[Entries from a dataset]

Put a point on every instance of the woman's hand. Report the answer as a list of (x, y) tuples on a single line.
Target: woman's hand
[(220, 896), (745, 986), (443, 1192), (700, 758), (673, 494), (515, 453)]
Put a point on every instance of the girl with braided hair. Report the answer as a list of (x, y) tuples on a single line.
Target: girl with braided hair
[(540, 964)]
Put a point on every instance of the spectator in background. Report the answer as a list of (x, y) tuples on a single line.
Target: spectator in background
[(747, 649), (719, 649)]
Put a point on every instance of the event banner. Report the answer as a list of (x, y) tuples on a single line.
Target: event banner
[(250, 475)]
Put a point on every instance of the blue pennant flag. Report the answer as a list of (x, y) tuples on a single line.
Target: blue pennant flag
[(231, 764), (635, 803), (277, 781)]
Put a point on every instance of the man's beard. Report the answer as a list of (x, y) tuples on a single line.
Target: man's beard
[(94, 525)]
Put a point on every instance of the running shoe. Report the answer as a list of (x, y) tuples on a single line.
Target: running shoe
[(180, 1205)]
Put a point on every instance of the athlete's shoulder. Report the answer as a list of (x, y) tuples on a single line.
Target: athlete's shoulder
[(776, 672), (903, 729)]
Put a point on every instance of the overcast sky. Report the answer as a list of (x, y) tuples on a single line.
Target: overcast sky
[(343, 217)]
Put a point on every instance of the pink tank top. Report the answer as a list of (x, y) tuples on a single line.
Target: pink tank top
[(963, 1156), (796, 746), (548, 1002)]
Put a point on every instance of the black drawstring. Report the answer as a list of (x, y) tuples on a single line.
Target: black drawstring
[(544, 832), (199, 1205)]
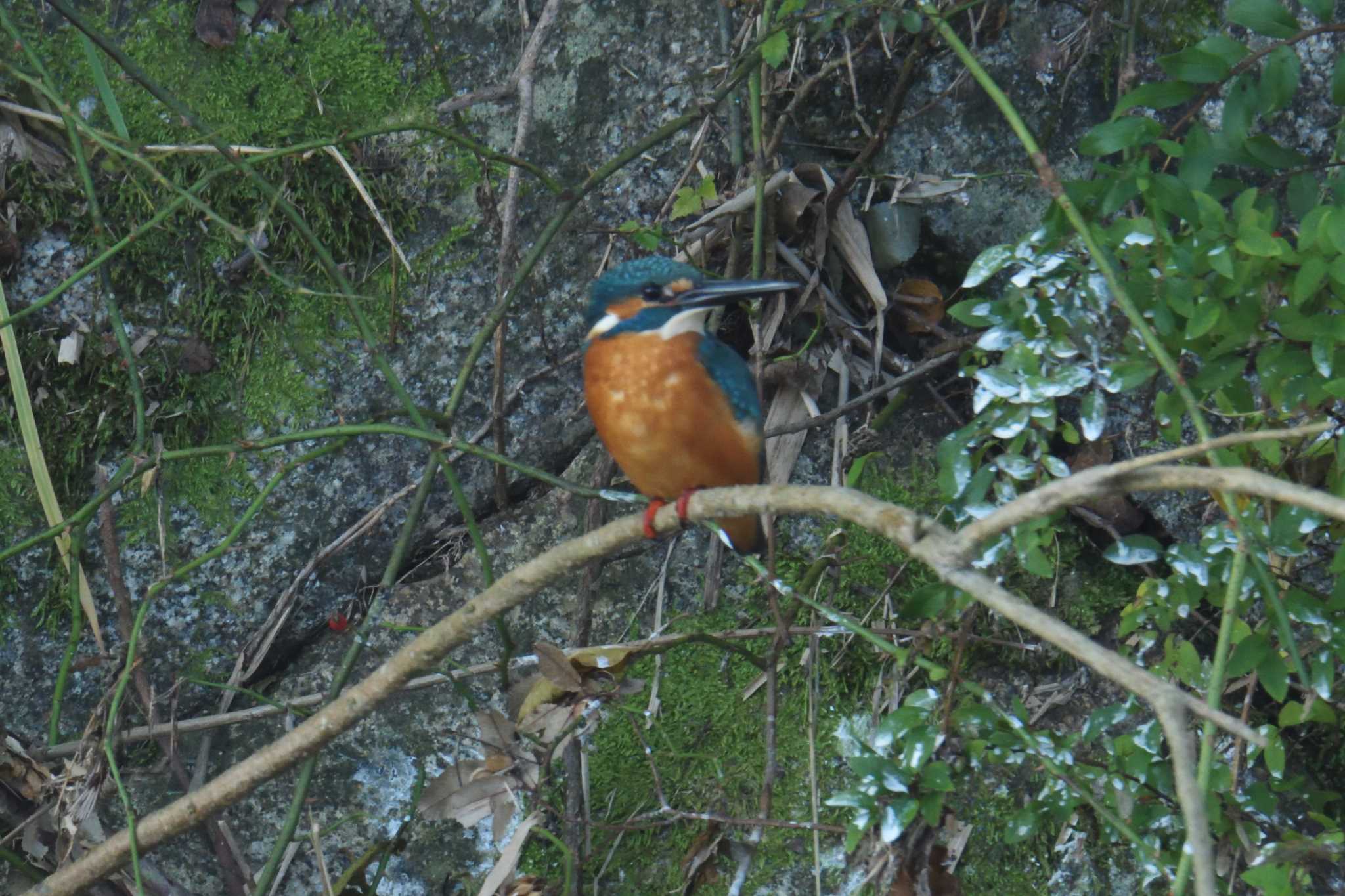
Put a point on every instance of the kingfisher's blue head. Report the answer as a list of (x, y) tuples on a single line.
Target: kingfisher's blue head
[(655, 293)]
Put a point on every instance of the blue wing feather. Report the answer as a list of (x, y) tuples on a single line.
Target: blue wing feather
[(732, 375)]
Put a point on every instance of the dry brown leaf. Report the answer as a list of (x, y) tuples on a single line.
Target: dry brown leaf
[(433, 802), (926, 300), (850, 240), (697, 868), (19, 773), (926, 187), (794, 202), (782, 453), (1116, 511), (496, 731), (556, 667), (608, 658), (508, 861), (215, 23), (502, 812), (19, 144)]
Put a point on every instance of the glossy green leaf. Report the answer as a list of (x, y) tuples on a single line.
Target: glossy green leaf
[(1324, 356), (1264, 16), (1302, 194), (1114, 136), (1254, 241), (1195, 65), (1337, 270), (1199, 161), (1134, 550), (1308, 280), (1296, 714), (896, 816), (1323, 675), (1023, 824), (1206, 317), (1162, 95), (1279, 79), (1188, 666), (1265, 150), (1273, 673), (1320, 9), (1271, 879), (1093, 416), (1222, 259), (986, 265), (927, 602), (775, 49), (937, 775), (1333, 227), (1241, 108), (1248, 654)]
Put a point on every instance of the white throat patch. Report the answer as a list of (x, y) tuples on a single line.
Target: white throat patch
[(603, 326), (689, 322)]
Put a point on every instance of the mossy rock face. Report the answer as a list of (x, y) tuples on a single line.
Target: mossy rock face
[(240, 358)]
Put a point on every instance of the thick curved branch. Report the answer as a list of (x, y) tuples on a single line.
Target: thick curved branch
[(920, 536), (1116, 479)]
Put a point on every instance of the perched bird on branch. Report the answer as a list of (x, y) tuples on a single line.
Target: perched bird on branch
[(677, 408)]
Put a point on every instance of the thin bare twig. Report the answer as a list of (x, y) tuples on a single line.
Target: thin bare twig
[(917, 535)]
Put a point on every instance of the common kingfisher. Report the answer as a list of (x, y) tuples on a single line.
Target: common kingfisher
[(677, 408)]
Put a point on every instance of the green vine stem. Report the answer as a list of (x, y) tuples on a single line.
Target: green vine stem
[(100, 230), (347, 667), (58, 692), (1215, 692)]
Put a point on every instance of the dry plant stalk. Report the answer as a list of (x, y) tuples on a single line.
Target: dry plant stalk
[(920, 536)]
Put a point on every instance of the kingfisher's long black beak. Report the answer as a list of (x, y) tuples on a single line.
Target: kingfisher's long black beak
[(725, 292)]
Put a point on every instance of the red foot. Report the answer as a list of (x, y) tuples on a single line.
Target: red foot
[(681, 504), (649, 517)]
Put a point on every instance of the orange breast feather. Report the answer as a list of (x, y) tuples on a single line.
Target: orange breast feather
[(667, 423)]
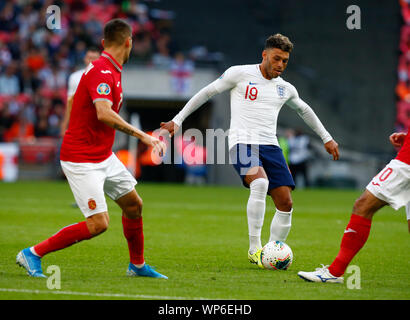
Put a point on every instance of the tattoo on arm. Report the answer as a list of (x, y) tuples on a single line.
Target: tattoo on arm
[(124, 129)]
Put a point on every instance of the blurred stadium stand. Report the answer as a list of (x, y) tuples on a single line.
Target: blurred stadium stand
[(349, 77)]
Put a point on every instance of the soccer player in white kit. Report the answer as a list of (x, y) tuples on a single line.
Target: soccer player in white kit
[(73, 80), (257, 95)]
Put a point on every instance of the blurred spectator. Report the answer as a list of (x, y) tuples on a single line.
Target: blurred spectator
[(142, 49), (181, 74), (6, 119), (21, 129), (299, 155), (162, 58), (9, 82), (35, 62)]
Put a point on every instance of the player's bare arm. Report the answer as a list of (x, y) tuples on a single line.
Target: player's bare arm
[(114, 120), (397, 139)]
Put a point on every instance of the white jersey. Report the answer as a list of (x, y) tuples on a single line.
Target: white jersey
[(255, 105), (73, 82)]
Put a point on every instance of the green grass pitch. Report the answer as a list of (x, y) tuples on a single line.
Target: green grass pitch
[(197, 236)]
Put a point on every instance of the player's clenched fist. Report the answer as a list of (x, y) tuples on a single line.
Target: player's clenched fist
[(397, 139), (157, 145), (169, 126), (332, 148)]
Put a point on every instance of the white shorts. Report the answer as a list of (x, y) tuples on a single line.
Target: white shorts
[(392, 184), (89, 182)]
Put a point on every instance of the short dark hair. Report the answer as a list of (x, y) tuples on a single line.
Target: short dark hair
[(93, 49), (279, 41), (116, 31)]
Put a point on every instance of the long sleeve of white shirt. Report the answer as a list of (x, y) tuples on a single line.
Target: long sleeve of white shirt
[(309, 116), (225, 82)]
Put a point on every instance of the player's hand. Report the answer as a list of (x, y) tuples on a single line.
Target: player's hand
[(397, 139), (332, 148), (169, 127), (157, 145)]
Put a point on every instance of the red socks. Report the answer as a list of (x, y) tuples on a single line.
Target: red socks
[(133, 232), (355, 236), (64, 238)]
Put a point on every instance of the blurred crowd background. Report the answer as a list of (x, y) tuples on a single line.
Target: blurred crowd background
[(35, 62)]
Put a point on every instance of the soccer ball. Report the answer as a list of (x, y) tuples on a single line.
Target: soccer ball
[(276, 255)]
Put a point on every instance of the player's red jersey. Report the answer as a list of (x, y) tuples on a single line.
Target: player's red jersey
[(87, 139), (404, 153)]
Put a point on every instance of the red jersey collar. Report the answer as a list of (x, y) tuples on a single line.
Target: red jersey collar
[(112, 60)]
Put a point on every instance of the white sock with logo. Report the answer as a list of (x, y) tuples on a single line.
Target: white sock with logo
[(256, 212), (280, 226)]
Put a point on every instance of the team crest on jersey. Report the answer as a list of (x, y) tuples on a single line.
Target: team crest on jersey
[(103, 88), (92, 204), (281, 91)]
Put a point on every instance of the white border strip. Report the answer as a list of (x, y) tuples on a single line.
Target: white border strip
[(105, 295)]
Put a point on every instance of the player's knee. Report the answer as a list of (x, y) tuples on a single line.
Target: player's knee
[(285, 205), (361, 208), (259, 186), (97, 227)]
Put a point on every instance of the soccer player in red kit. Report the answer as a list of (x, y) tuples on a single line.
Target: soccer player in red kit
[(90, 166), (390, 187)]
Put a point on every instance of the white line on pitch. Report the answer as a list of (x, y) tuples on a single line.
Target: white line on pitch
[(95, 294)]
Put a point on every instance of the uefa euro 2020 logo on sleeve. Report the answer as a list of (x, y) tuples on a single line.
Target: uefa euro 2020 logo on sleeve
[(103, 88), (281, 91)]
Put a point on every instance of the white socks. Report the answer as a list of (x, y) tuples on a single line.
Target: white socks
[(280, 226), (256, 212)]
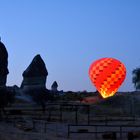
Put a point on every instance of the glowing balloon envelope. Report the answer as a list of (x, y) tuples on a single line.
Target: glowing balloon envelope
[(107, 74)]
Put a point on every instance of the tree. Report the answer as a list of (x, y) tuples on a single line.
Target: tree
[(136, 78)]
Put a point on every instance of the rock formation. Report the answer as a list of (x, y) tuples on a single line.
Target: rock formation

__WHAT TO PRODUCE__: Please output the records between the lines holding "Put a point on every instance of the tattoo" and "[(255, 105), (73, 82)]", inclusive, as a two-column CSV with the headers request and answer. Give one row for each request, with its text and its answer each in a single quoted field and line breaks replaced by spaces.

__OUTPUT__:
request,answer
"Put a point on every instance of the tattoo on arm. Report the answer as a list of (x, y) tuples on a single line. Target: tattoo on arm","[(124, 129)]"
"Put a point on every instance of the blurred stadium stand. Report the answer as a list of (x, y) tuples on a single line. Target: blurred stadium stand","[(349, 77)]"
"Put a point on every instance of the soccer player in white kit. Report the answer as a list of (x, y) tuples on a single line. Target: soccer player in white kit","[(73, 80), (257, 95)]"
"Put a point on every instance of the blurred spectator. Report the answer as a list of (x, y) tuples on a single line. Target: blurred spectator","[(142, 49), (181, 74), (6, 119), (21, 129), (299, 155), (162, 58), (9, 82), (35, 62)]"
"Put a point on every instance of the player's bare arm. Report the answer as a list of (x, y) tuples on a single line. Target: player's bare arm","[(114, 120), (397, 139)]"
"Put a point on every instance of the white jersey. Report the answer as a list of (x, y) tuples on a single line. Target: white jersey","[(255, 105), (73, 82)]"